WRITTEN REQUEST 1 | Below are a forum thread and a set of records. Beginning at the start of the records and stopping after the line that contains "570,329,609,397", write those lines out again, requests included, and increase every bounding-box coordinate in the answers by 135. Leave the pictures out.

TEXT PASSAGE |
** begin **

We also have a good landlord who allows us to live our life and use our apartment as a home. All 2 bed apartments in Benidorm are about €500 per month. I wouldn't change it for anything in the campo, mountain village or small towns. Great social life to be had here in Benidorm especially when you don't need to work!


----------



## Kikie (Nov 7, 2008)

We shall definitely look more at rentals then. Though a new build or own build might give us the quality we want I'm not sure about the resale chances if we decide to move in 5 or 6 years.


----------



## mrypg9 (Apr 26, 2008)

tebo53 said:


> We also have a good landlord who allows us to live our life and use our apartment as a home. All 2 bed apartments in Benidorm are about €500 per month. I wouldn't change it for anything in the campo, mountain village or small towns. Great social life to be had here in Benidorm especially when you don't need to work!


And you'd have to pay me an enormous sum to live in Benidorm, or any big town or big seaside resort. 
Not my copa de vino although I can see the attraction.
There is a great social life here too....if I felt so inclined which will never be the case I could mingle with the rich and not very famous in Marbella....half an hour down the road.
As it is we have excellent restaurants in the village, loads of cultural activities in Estepona, also not far away.
No need to dodge racing mobility scooters propelled by coked-up OAPs either


----------



## mrypg9 (Apr 26, 2008)

** end **

STORED DATA |
** begin **

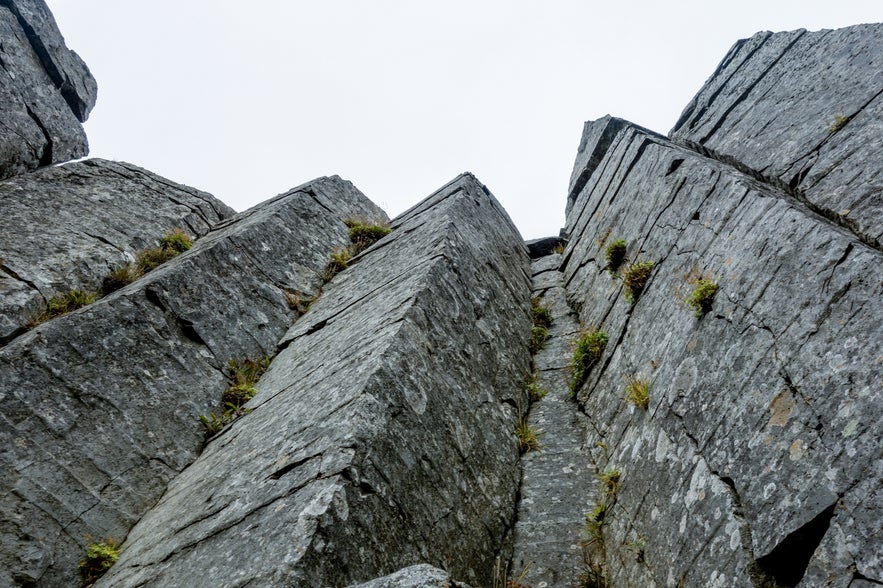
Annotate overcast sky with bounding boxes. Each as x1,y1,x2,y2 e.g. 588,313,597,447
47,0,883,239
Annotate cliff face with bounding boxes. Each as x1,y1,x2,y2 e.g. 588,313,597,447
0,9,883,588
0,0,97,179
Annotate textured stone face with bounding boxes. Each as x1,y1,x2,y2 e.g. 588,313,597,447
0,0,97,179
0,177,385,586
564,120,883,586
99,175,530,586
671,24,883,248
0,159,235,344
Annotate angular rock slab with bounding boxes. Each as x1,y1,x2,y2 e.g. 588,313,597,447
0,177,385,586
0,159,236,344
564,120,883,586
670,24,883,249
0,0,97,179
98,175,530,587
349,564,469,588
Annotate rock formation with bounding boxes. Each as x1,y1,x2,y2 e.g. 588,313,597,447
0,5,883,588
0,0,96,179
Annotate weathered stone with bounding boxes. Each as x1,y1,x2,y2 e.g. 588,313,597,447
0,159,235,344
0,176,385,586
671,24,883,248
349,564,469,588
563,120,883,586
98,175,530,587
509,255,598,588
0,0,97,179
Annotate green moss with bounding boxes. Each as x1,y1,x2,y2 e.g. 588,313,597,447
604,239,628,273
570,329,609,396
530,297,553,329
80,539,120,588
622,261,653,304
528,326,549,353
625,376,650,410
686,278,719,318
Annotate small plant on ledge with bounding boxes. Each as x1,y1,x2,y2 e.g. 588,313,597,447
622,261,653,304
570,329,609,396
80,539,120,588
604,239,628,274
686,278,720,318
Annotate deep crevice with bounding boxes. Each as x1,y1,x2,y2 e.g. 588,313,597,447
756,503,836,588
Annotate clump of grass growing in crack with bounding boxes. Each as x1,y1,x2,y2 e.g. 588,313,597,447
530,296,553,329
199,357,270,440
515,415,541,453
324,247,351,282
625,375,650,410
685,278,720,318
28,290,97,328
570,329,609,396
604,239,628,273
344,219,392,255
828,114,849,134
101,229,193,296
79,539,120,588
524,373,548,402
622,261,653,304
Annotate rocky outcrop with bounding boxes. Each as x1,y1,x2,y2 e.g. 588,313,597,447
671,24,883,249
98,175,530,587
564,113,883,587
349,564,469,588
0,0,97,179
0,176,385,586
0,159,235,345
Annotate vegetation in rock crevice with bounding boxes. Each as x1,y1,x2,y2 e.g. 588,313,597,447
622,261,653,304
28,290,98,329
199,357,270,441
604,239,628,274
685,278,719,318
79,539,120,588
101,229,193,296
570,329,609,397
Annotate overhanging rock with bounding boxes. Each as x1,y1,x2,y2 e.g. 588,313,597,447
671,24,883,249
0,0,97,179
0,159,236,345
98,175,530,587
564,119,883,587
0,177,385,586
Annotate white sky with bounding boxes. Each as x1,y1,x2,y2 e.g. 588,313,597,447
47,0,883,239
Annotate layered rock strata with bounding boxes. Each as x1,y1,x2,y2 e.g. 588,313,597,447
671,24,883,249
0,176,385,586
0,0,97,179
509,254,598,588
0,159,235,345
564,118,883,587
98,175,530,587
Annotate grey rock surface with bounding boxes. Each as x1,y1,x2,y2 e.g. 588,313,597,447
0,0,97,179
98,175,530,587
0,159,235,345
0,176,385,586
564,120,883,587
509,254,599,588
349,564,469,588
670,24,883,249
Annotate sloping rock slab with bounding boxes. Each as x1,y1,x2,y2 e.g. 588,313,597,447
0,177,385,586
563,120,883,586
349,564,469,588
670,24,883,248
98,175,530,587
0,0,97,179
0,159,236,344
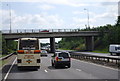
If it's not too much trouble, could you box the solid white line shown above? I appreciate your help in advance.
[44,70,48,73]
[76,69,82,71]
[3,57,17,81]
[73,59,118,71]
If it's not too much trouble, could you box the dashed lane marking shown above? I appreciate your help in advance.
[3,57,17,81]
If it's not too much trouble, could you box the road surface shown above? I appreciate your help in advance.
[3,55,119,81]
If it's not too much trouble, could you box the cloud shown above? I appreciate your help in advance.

** end **

WRITTEN REQUEST 2 | In the forum thread above, take the passage that begins at the words "There is a great" and stops after "not far away.", and write it out again with "restaurants" swapped for "cafes".

COMPLETE RESPONSE 1 |
Annotate overcast sky with bounding boxes. Each as x1,y1,x2,y2 e.g. 588,313,597,447
182,135,1018,374
Annotate cliff face with bounding boxes. Each as x1,y1,x2,y2 e.g. 588,313,597,447
135,144,1018,723
135,135,232,314
Annotate textured stone face with bounding boxes. Each as x1,y1,x2,y2 e.g. 588,313,597,447
135,135,232,314
135,312,520,721
699,255,1018,721
234,310,665,721
806,159,1018,383
135,294,370,479
Annotate angular rock slab with bounding boxes. Each as x1,y1,x2,y2 e.g. 588,313,597,447
135,312,520,721
135,294,371,479
699,255,1018,721
805,159,1018,384
135,135,232,314
233,310,665,722
484,699,604,723
Annotate rock formation with bounding boxes. Each as x1,y1,x2,y2 e.g. 588,313,597,447
135,140,1018,723
135,135,231,314
Annotate weathered stone with bounding boxes. Each as x1,y1,x2,y2 e.g. 588,313,597,447
135,294,370,479
135,311,520,721
806,159,1018,383
484,699,604,723
698,255,1018,721
233,310,665,722
644,390,733,723
135,135,232,314
Annotate green moss with bounding boxes. Each as x1,y1,x2,y2 e.g. 588,313,597,447
739,374,763,408
705,464,744,531
665,432,688,464
215,674,255,723
757,396,788,439
663,461,684,488
760,511,785,545
821,413,854,453
Annotate small plant on ledge with bounding boxes. Each as x1,y1,x2,y2 e.g. 588,313,597,447
757,396,788,439
705,464,744,531
215,674,255,723
739,374,763,409
821,413,855,453
Annotate deep crevice with bounding boxes. Each as x1,y1,x2,y2 e.g. 588,313,597,447
891,638,971,723
Annotate clump of grass growing in crack with bounding boxes. Each as x1,y1,x2,y2 e.g. 588,313,597,447
665,431,688,464
334,492,405,575
650,550,676,588
459,382,486,417
760,510,785,545
820,413,855,453
163,425,232,463
705,464,744,531
739,374,763,408
479,354,527,390
963,249,984,269
236,364,328,431
214,674,255,723
659,508,683,537
757,396,788,439
Annotate rocky outcrop with bounding boxes. Each as x1,y1,x2,y2 e.g. 588,313,597,447
806,159,1018,384
233,310,665,722
699,248,1018,722
484,699,604,723
135,135,232,314
135,311,520,721
135,294,370,480
Annotate vegetation in rock crevice with bounding boxes. Each as x1,y1,x2,y2 e.g. 588,313,597,447
757,396,788,439
163,425,233,464
334,492,405,576
739,374,763,409
820,413,854,453
214,674,255,723
236,364,328,431
705,464,744,532

COMPLETE RESPONSE 2 |
There is a great social life here too....if I felt so inclined which will never be the case I could mingle with the rich and not very famous in Marbella....half an hour down the road.
As it is we have excellent cafes in the village, loads of cultural activities in Estepona, also not far away.